Exercise instructions:
1. Set down word for word the part of the passage on diabetes and vision between "What effects does" and "once a year.", inclusive.
2. Answer these questions from the passage on diabetes and vision:
(a) Which two long-term eye complications does it name as among the most common in people with diabetes?
(b) How often should people with diabetes have their vision tested?
(c) When should a person first have their eyes checked for the effects of diabetes?

Excerpted passage:
•••
It is well known that uncontrolled diabetes harms the heart and kidneys. However, did you know that diabetes can also heavily impact your vision and even irreversibly damage your vision?
People who have blurry vision or other vision problems never consider diabetes as a possible cause and frequently dismiss them as temporary symptoms or ageing signs. However, conclusive research has demonstrated that diabetes can lead to various medical issues affecting the eyes.
What effects does diabetes have on vision?
Diabetes causes a lack of blood supply by affecting the small blood vessels throughout the body, including the eyes, leading to eye complications.
Having too much glucose in the bloodstream can result in varying degrees of vision impairment. Macular edoema and retinopathy are two of the most common types of long-term complications that are more common in people with diabetes. Diabetes also puts you at the risk of developing other serious eye conditions such as cataracts and glaucoma.
The good news is that improvements in medical techniques can save your sight testing, provided the issues are identified before significant retinal alterations take place. This is why it’s important for people with diabetes to have their vision tested at least once a year.
Precautions to be taken
The longer you have diabetes, the more likely you are to develop this disease. As a result, the day you are diagnosed with diabetes, you should have your eyes, particularly the retina, checked for diabetes effects. Maintaining a healthy weight, eating well, and taking your medication while managing your diabetes can also help you delay or prevent eyesight loss.
Warning signs of poor vision
In the early stages of eye problems related to diabetes, there may be no warning signs. As a result, even if you don’t have any vision problems, it’s critical to get regular eye exams. The symptoms that may indicate the onset of diabetic eye disease include:
· Frequently changing glasses
· Difficulty reading newspapers or anything with a small font
· Trouble seeing faraway objects.
· Hazy/ cloudy vision
· Seeing dark floaters or spots in black or red
· Trouble seeing at night
· Redness or pain in your eye
The best ways you can help prevent eye problems caused by diabetes include:
1. Regularly monitor your eye health. To prevent eye problems related to diabetes, attend comprehensive annual eye checks and seek help from your ophthalmologist if changes arise or complications occur. The earlier an eye issue is detected, there are much better chances of preventing irreversible vision loss and the later stages of the disease.
•••
Entries provided:
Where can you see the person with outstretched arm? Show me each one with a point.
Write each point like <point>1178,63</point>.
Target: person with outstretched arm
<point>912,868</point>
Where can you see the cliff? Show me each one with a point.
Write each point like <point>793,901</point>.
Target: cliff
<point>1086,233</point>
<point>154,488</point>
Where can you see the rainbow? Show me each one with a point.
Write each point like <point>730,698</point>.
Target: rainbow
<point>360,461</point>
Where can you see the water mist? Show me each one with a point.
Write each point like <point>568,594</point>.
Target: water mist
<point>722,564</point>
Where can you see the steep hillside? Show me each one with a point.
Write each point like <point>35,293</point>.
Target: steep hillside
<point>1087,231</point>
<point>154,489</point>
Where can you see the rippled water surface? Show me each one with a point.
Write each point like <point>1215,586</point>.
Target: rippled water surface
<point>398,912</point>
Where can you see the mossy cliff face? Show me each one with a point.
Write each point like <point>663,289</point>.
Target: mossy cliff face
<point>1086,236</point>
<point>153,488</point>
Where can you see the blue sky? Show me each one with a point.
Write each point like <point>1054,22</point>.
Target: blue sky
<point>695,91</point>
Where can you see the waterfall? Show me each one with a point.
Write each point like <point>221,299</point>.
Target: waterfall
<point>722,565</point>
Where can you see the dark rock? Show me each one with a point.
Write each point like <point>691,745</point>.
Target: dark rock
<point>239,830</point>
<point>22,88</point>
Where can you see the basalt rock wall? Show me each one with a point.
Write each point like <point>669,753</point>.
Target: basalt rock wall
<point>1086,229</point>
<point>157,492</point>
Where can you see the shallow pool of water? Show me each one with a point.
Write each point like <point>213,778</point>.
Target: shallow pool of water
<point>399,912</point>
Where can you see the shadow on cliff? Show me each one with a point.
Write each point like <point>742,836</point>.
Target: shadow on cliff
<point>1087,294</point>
•••
Answers for the exercise:
1.
What effects does diabetes have on vision?
Diabetes causes a lack of blood supply by affecting the small blood vessels throughout the body, including the eyes, leading to eye complications.
Having too much glucose in the bloodstream can result in varying degrees of vision impairment. Macular edoema and retinopathy are two of the most common types of long-term complications that are more common in people with diabetes. Diabetes also puts you at the risk of developing other serious eye conditions such as cataracts and glaucoma.
The good news is that improvements in medical techniques can save your sight testing, provided the issues are identified before significant retinal alterations take place. This is why it’s important for people with diabetes to have their vision tested at least once a year.

2.
(a) Macular edoema and retinopathy.
(b) At least once a year.
(c) The day they are diagnosed with diabetes.